→ **Data supplied**:

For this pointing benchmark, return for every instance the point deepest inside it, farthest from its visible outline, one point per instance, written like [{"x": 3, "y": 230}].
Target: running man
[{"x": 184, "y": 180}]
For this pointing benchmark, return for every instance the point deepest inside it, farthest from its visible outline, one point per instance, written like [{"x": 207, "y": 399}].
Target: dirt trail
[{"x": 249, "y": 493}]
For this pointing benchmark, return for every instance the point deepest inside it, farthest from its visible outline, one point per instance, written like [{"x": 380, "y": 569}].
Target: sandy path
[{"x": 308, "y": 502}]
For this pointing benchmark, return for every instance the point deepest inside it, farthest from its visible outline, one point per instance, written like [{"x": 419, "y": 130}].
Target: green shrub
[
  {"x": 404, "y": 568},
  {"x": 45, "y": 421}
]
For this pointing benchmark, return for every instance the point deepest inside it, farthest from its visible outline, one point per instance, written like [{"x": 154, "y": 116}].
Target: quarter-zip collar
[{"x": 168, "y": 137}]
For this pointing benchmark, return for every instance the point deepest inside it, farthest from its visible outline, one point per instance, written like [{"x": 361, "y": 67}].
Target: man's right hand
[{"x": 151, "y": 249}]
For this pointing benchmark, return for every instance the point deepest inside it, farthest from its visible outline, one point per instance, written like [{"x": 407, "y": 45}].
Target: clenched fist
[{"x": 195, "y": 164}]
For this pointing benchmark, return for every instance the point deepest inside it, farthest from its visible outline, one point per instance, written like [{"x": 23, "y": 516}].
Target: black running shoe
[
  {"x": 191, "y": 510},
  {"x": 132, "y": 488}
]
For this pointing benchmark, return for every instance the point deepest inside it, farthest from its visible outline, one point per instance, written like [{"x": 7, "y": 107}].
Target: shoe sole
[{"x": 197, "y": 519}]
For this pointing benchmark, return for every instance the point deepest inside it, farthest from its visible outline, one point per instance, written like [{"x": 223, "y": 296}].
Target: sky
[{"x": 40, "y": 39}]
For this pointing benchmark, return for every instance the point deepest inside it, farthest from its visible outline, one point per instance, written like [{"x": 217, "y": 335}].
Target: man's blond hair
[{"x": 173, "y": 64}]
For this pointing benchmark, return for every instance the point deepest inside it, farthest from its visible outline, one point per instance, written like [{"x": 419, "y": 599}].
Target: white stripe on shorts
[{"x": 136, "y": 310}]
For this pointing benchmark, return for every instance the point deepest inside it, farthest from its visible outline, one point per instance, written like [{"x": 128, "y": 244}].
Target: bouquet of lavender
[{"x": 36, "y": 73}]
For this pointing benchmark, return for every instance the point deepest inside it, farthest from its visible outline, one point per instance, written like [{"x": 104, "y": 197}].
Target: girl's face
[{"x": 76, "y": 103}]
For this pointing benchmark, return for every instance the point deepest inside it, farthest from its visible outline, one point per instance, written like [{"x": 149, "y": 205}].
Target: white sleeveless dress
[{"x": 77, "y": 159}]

→ **To do**:
Count how many lines in the material above contain the string "running". Reply with the number alone.

→ **Reply to the exercise**:
2